**Source document**
============

Since he was a little kid, Keegan Schealer ’22, has loved nature, so much so that he has decided to make a career out of preserving it. The environmental policy and economics major at Moravian University is working locally and globally to bridge the gap between scientists, policy makers, and economists to come up with a solution to climate change.
“Climate change is scary, and it’s easy to feel hopeless. But hopelessness doesn’t help,” he says. “It’s only when you feel optimistic and care about the planet that you get things done.”
With the encouragement of Diane Husic, dean of the school of natural and health sciences, Schealer is serving as a fellow with the Youth Environmental Alliance in Higher Education (YEAH) Network, a National Science Foundation-supported network of colleges and universities across the country. YEAH, which includes students from Vanderbilt, Colorado State, and other institutions, works with international partners to educate and inspire the next generation of sustainability leaders in science and policy.
“Through YEAH, I am connecting with people all over the world who are working toward sustainable goals,” Schealer says. At the end of the day, we all live on this planet together, so global cooperation is imperative to coming up with effective solutions long-term, he says.
This past fall, Schealer presented virtually at COP26, the climate change conference in Glasgow, to bring attention to the YEAH Network as well as to highlight the importance of youth activists and youth voices. “My generation is the next group of CEOs, change makers, and leaders, so it’s important for the global leaders of today to give us a forum to share our voice,” he says.
Schealer is making connections on a local level as well. He’s interning with the Lehigh Valley Planning Commission, where together with the Environmental Protection Agency and the NGO ICLEI, Local Governments for Sustainability, he is developing a climate action plan specifically for Northampton and Lehigh Counties.
“There are certain industry categories in the Lehigh Valley, such as transportation and cement, that are the biggest polluters,” Schealer says. Last semester, he conducted a greenhouse gas inventory in the area. This semester, he will help put a plan together to reduce emissions and make the Lehigh Valley more sustainable.

============

**Material provided**
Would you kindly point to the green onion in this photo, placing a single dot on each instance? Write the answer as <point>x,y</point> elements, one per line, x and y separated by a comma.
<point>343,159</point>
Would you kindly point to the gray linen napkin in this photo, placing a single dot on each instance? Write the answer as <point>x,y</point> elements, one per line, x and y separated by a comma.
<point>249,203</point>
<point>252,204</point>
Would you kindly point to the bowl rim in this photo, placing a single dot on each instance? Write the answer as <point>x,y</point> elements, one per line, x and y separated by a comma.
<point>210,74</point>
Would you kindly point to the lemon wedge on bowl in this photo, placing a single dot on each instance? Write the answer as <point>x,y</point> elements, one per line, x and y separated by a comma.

============

In the article about Keegan Schealer, which counties is his climate action plan being developed for? Answer using only the article about Keegan Schealer.

**Response to this exercise**
Northampton and Lehigh Counties.